Render everything from the line containing "TARGET: baseball player" down to the last of the rows below as a JSON list of strings, with one string per line and blank lines left out.

════════════════

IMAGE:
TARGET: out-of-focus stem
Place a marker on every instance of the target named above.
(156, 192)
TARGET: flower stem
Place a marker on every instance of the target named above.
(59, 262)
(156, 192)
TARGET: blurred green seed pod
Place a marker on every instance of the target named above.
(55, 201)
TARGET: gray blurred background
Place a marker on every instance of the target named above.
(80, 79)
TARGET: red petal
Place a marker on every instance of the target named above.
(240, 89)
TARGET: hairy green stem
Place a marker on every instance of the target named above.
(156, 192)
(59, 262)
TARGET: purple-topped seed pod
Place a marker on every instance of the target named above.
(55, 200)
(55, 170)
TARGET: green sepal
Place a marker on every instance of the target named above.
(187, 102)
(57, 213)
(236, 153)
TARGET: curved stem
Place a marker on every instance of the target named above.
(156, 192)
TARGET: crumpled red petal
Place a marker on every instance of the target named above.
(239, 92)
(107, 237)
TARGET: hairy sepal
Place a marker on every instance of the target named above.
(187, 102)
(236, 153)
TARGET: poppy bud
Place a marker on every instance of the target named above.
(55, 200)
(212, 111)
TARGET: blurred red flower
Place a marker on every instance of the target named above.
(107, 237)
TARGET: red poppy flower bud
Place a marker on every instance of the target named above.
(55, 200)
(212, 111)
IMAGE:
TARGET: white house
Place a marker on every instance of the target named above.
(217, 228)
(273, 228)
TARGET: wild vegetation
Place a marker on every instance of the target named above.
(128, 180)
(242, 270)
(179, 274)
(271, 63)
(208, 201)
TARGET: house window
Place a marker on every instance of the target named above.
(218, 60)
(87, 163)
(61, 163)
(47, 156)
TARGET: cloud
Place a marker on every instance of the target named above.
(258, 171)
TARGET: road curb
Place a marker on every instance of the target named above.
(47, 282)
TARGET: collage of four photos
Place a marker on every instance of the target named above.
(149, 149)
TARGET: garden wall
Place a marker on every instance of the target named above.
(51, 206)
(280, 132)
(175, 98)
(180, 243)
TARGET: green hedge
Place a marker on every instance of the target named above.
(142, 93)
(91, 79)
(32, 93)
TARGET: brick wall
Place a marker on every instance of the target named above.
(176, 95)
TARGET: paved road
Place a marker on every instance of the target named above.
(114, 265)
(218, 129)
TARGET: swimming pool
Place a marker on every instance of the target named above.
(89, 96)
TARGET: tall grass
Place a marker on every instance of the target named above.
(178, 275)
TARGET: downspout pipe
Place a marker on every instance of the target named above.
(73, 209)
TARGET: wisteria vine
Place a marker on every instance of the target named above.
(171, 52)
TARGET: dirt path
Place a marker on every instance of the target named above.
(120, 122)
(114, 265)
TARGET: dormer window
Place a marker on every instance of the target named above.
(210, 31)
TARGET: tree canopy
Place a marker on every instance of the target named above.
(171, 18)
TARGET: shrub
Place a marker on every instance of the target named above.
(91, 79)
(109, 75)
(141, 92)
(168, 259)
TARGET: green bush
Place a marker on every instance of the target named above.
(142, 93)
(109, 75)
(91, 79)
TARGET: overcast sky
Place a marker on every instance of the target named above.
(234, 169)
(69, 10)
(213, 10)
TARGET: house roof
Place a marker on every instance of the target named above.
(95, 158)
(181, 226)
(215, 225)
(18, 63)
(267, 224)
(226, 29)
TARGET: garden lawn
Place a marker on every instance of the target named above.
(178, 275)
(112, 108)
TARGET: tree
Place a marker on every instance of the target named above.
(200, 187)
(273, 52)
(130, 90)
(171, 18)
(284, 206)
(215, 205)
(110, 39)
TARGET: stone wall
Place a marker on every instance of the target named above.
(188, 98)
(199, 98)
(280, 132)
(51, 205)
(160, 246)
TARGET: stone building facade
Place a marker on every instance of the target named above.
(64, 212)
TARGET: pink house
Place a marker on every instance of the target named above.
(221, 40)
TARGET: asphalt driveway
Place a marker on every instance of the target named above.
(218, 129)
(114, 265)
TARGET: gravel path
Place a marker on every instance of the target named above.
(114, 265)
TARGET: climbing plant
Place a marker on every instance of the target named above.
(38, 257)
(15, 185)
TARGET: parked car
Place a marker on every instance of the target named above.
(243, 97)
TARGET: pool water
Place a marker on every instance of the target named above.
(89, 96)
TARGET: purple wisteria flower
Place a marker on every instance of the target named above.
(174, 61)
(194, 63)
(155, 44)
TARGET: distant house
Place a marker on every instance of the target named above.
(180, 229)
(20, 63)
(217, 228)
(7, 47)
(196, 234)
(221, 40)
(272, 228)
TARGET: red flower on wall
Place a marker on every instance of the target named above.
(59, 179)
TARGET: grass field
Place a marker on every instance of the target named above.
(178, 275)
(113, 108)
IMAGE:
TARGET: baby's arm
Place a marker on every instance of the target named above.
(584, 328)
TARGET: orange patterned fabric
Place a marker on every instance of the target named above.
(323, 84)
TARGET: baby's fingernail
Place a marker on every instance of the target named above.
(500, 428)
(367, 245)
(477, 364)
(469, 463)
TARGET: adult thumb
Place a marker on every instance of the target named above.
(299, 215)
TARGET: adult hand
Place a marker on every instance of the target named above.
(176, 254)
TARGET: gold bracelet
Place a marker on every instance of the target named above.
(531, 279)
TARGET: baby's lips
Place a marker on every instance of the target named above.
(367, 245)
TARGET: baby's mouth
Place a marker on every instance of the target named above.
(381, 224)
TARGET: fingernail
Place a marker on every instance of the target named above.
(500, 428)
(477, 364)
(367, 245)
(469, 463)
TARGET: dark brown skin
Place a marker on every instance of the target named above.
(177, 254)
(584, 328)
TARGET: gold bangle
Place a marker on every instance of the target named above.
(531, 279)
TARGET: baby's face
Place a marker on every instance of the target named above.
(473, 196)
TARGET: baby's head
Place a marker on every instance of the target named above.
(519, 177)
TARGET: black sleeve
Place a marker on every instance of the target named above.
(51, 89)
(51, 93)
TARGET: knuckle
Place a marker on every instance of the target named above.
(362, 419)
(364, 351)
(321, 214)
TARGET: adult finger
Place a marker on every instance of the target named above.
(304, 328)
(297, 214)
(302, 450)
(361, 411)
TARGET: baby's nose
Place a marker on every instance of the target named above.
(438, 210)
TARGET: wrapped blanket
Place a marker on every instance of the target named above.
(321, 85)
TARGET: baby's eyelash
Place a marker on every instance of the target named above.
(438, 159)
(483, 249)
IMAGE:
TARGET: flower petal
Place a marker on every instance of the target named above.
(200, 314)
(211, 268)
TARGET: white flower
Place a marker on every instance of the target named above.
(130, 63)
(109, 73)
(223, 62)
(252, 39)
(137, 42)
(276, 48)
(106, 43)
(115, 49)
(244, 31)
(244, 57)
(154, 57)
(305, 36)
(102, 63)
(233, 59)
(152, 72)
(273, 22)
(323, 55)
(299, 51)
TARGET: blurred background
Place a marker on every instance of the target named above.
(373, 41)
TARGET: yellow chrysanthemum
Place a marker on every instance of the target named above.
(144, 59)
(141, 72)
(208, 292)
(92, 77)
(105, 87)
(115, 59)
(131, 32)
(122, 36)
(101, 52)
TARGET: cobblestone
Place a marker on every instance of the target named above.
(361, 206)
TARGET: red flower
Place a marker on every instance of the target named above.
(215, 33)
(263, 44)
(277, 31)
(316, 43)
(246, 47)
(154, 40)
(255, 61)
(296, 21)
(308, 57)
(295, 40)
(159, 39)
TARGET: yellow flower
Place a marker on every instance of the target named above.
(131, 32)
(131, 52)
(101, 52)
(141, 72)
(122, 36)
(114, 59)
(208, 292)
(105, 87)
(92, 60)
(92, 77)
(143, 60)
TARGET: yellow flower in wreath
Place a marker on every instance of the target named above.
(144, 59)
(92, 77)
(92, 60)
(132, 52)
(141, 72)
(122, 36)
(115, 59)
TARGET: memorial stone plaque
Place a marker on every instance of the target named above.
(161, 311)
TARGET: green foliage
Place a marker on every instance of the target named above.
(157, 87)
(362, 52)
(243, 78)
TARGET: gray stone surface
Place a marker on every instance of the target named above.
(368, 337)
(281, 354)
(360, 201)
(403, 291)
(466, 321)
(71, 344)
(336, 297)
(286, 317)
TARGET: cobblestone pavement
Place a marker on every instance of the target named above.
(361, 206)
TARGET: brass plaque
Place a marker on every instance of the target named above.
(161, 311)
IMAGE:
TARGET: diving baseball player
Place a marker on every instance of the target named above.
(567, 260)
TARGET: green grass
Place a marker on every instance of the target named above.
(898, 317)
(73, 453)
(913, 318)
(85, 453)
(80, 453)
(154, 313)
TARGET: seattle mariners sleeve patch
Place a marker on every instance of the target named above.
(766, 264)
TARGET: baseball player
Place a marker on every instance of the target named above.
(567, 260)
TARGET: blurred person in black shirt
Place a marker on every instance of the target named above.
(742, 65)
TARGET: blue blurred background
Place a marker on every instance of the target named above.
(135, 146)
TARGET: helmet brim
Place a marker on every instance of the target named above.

════════════════

*EXERCISE OUTPUT*.
[
  "TARGET: baseball player",
  "Place a marker on every instance of the target named above.",
  "(567, 260)",
  "TARGET: blurred person in black shirt",
  "Place a marker on every instance of the target named above.",
  "(742, 65)",
  "TARGET: blue blurred background",
  "Place a marker on every instance of the target named above.",
  "(135, 146)",
  "TARGET: helmet brim",
  "Place a marker on every instance of the target named above."
]